--- TEXT ---
Beneath the African Sky

A girl. A story. A song.

For the composing team of Paul Caldwell and Sean Ivory, inspiration usually comes in the form of a story that grabs them and won’t let go. Such was the case with “Beneath the African Sky”—a lullaby for a lost refugee girl that has become a cry for justice and a song of hope for children’s choruses around the world.

The story that inspired the song begins in Rwanda in 1994. Six-year-old Clemantine Wamariya is living in Kigali with her mother and father and her three siblings. She describes an idyllic childhood, climbing trees with friends and inventing imaginary games. 

Then everything changes. Decades of tension between the majority Hutus and the minority Tutsis erupts and Hutu militia groups begin to sweep through villages butchering any Tutsi that they encounter. Clemantine and her 15-year-old sister Claire escape to their grandparents’ home in the Rwandan countryside. But they are not out of danger. As the death squads draw near, Clemantine and Claire crawl out the bedroom window and run into a maize field. 

Now alone, the girls wander through the countryside. They crawl and hide and walk, finally arriving at a refugee camp in neighboring Burundi. There they are swept into a sea of refugees with no immediate access to shelter, food, or other supplies.

For the next six years, Clemantine and her sister shuttle between refugee camps in seven African countries, always looking for their parents and siblings. People are dying all around them, but they survive. In 2000, the International Organization for Migration helps the sisters immigrate to the United States. A year later, working through several international organizations, the sisters finally find out that their parents have also survived the genocide.

“I think that ‘Beneath the African Sky’ is a beautiful piece. When I sing it, I can really put myself in the little girl's shoes. It’s a sad and happy story that helps me sing while I try to show the audience how powerful this song can be.” ~Sunshine Harris, North Coast Singers Youth Chorus, age 10

Two Degrees of Separation

Paul Caldwell first heard about Clemantine from Mary Alice Miller, chair of the board of the Youth Choral Theater of Chicago where he is artistic director. Miller’s best friend, Liz Thomas, had sponsored Clemantine as she immigrated and had taken her into her family. Caldwell didn’t know much about the specifics of Clemantine’s story. No one did. As Clemantine tells it, that story was closed up tight inside her, too painful to talk about. 

But as she progressed through junior high school, Clemantine became aware that her story was not an isolated one, and that there were other bloody chapters in human history. Then in high school, she and her classmates were given the assignment to read Night, by Holocaust survivor Elie Wiesel, and write an essay about why the book was important. The assignment struck a chord with Clemantine. Weisel had a story to tell, she wrote, and if he was brave enough to tell it, then she too would find the courage to tell her story.
--- DATASET EXTRACT ---
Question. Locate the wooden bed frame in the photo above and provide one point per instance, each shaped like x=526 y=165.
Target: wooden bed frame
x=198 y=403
---
In the text about the song, rewrite the paragraph that begins "For the next six years" as a short list of its main facts.

- For six years, Clemantine and her sister move between refugee camps in seven African countries, searching for their parents and siblings.
- People die all around them, but the sisters survive.
- In 2000, the International Organization for Migration helps them immigrate to the United States.
- A year later, through several international organizations, they learn that their parents also survived the genocide.